> [TASK GOAL]: Every line of the records below that has the word "roof" should be copied.

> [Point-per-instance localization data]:
....................

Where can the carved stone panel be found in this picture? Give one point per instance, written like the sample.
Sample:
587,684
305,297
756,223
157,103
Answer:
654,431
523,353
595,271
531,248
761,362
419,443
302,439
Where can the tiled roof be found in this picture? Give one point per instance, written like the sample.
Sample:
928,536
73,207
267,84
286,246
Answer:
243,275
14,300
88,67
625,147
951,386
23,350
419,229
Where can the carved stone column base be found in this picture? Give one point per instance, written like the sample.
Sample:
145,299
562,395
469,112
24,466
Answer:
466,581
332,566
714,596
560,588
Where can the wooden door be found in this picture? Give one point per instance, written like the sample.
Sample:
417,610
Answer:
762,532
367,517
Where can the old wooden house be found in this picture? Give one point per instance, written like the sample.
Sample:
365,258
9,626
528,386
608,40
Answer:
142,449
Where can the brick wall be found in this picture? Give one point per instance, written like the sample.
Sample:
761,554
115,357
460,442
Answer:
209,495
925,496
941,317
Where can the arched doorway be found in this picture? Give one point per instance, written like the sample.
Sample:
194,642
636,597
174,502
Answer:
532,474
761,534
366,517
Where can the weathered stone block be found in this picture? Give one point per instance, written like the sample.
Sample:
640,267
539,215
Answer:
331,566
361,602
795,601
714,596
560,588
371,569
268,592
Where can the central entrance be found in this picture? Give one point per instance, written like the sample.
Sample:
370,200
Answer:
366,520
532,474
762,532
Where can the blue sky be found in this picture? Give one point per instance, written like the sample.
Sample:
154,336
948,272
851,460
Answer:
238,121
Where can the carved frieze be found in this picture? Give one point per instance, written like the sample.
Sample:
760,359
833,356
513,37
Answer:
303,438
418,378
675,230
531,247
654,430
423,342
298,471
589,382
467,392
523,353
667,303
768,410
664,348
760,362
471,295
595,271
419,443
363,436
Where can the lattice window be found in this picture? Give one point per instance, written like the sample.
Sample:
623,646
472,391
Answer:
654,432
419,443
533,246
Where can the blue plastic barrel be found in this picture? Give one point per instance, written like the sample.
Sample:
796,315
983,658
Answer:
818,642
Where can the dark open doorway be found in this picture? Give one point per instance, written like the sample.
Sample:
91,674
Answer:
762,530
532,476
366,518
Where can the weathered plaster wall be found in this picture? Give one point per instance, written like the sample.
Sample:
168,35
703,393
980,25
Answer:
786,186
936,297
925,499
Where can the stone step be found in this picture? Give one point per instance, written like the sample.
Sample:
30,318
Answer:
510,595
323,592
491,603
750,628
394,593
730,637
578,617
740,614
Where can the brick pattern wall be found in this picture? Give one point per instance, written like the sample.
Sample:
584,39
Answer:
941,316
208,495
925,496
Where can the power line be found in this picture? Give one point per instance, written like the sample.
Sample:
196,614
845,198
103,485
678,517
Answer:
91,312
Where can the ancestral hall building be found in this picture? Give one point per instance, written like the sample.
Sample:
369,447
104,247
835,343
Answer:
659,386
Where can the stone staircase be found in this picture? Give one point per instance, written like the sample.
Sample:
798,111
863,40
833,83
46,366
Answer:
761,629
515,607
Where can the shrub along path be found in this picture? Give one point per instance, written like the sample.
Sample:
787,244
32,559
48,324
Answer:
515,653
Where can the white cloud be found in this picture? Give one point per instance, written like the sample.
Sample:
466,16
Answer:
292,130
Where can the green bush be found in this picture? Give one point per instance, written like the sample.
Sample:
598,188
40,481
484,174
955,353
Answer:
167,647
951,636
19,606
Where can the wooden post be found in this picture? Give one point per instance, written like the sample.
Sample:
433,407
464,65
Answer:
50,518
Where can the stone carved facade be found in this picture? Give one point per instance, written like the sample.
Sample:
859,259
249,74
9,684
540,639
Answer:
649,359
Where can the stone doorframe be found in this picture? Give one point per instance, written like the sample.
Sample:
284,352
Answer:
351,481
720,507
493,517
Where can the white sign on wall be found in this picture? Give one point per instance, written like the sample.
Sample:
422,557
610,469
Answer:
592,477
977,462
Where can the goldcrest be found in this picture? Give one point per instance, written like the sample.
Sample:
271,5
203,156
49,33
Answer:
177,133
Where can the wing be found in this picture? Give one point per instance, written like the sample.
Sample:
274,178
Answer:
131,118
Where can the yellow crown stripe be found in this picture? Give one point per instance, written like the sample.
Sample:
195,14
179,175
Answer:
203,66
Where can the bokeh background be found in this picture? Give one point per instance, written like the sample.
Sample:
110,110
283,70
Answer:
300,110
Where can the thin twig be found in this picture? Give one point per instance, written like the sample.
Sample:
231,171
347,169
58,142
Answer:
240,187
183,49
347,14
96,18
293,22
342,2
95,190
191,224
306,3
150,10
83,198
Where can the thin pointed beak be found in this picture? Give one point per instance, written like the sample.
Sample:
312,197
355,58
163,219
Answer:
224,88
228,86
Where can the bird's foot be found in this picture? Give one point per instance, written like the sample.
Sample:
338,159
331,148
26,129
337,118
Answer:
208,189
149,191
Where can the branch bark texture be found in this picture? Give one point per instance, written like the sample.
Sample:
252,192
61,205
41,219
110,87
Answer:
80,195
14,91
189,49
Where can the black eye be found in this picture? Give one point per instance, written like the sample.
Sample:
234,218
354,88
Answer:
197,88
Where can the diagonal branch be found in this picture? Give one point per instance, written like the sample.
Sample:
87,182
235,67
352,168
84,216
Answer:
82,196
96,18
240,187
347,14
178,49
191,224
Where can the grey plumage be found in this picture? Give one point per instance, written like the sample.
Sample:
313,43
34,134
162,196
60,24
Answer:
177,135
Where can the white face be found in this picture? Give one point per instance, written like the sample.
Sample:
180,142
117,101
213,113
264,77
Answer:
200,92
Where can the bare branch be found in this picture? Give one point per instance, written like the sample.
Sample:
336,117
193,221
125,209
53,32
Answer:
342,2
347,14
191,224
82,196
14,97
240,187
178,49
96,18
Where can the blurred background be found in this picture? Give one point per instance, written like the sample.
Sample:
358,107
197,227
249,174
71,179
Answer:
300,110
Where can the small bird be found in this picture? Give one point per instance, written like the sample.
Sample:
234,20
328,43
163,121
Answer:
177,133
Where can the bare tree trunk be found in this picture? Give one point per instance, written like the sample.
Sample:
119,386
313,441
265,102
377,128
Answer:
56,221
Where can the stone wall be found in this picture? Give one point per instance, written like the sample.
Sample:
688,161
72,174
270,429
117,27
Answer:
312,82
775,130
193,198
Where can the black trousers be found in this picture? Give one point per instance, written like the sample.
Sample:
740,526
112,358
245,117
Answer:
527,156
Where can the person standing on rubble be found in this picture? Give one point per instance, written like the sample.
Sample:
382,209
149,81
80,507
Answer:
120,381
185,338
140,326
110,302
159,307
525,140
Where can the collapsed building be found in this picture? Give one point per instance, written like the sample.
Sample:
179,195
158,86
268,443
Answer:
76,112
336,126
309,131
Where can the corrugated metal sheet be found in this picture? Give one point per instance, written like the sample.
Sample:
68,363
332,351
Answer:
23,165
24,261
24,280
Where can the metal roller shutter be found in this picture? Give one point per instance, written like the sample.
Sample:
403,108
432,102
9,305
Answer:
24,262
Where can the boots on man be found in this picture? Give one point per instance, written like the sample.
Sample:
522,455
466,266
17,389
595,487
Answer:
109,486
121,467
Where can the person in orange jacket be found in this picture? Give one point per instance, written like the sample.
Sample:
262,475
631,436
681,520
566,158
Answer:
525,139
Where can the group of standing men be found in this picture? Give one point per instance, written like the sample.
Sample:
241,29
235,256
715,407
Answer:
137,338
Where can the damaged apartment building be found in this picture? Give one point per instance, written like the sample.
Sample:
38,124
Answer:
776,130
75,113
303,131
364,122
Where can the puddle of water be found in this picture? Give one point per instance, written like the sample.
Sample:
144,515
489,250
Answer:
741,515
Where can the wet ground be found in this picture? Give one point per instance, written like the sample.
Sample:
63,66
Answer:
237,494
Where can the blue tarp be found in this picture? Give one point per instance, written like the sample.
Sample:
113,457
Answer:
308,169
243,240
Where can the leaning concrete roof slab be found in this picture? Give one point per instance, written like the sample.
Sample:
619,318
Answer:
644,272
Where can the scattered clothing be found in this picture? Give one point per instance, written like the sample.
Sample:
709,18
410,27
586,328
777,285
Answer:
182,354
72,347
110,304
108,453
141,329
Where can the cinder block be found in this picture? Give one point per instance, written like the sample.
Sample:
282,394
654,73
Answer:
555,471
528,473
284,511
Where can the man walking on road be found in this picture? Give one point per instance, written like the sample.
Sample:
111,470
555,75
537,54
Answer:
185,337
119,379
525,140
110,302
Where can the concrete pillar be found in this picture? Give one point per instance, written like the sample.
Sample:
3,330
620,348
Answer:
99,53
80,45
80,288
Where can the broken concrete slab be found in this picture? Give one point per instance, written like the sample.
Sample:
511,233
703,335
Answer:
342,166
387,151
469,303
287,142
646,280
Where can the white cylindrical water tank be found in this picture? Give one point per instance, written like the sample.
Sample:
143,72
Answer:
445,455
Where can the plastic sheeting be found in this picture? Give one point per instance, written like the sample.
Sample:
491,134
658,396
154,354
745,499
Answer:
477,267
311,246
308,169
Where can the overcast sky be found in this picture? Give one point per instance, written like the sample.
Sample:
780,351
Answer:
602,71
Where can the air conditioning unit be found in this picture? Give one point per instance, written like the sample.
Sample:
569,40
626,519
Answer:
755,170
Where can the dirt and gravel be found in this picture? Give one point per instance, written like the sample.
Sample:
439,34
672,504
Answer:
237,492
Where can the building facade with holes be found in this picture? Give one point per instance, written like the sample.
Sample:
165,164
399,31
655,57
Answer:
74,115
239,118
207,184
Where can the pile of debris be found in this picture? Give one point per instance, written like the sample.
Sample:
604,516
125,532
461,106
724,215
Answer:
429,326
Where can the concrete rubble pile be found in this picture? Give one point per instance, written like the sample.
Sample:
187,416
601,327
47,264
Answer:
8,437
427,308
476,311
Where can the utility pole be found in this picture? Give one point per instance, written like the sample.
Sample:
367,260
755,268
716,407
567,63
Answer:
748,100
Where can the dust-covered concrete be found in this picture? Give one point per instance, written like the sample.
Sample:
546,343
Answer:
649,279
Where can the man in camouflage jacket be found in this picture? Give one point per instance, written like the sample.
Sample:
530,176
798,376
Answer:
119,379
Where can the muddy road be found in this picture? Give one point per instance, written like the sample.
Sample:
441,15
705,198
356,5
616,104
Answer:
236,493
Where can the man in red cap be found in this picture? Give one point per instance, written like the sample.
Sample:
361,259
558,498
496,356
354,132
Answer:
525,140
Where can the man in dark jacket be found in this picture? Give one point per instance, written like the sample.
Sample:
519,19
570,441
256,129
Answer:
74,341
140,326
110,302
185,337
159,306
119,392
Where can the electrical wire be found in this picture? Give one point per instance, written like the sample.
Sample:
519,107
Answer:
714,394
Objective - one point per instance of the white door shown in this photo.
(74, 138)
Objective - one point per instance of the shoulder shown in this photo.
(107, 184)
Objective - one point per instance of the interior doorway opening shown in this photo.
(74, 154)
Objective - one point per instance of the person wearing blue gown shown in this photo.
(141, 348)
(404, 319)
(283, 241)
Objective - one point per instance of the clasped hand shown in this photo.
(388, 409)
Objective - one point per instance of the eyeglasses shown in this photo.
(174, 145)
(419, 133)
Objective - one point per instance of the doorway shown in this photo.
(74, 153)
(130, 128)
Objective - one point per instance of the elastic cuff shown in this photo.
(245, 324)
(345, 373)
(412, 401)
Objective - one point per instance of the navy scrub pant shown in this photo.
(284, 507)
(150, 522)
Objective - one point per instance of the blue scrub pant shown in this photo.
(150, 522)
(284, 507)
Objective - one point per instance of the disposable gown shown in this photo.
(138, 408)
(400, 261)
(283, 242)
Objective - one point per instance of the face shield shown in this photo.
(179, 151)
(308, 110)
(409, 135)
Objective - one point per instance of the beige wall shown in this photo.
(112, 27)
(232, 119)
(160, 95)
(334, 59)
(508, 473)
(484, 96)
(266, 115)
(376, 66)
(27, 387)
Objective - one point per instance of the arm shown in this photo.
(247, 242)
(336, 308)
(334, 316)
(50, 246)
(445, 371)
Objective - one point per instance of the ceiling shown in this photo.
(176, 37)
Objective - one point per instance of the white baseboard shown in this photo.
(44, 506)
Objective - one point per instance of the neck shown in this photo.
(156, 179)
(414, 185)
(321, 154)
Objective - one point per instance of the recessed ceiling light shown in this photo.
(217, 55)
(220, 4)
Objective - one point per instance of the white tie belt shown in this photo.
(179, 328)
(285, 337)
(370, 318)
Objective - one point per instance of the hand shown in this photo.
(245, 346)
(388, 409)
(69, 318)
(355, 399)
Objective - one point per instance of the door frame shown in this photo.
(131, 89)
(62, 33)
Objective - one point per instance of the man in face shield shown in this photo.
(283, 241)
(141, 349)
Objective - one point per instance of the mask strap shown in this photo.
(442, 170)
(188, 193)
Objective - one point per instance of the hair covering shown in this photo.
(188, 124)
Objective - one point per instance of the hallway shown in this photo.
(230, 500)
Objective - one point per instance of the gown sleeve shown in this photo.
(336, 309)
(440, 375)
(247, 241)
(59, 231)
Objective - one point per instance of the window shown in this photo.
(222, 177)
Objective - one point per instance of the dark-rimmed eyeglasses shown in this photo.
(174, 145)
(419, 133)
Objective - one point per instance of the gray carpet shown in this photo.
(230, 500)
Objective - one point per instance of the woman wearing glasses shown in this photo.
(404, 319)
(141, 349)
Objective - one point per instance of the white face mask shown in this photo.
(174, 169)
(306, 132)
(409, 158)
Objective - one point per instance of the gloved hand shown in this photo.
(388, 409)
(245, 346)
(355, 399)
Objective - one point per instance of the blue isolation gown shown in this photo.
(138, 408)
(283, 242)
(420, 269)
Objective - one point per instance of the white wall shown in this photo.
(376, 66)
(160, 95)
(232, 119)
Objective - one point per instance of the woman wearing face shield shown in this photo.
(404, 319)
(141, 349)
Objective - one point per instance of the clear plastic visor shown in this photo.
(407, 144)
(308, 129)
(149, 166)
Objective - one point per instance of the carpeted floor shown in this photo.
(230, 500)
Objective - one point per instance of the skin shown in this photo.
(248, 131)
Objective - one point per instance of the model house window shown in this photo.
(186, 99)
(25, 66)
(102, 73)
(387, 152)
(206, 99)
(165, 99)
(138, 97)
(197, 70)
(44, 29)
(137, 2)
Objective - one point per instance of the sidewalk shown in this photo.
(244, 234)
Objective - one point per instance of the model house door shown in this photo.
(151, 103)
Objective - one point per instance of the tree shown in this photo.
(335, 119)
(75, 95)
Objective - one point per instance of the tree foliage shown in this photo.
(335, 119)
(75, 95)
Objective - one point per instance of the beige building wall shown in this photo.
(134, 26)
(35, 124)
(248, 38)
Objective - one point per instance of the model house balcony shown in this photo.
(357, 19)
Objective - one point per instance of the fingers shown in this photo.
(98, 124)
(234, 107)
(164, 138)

....................

> [RESULT]:
Where can the tiled roof be found in this picture? Give one point per instance, written like the sample.
Where can the leaning concrete roof slab be found in this picture? Give one point per instance, written like the sample.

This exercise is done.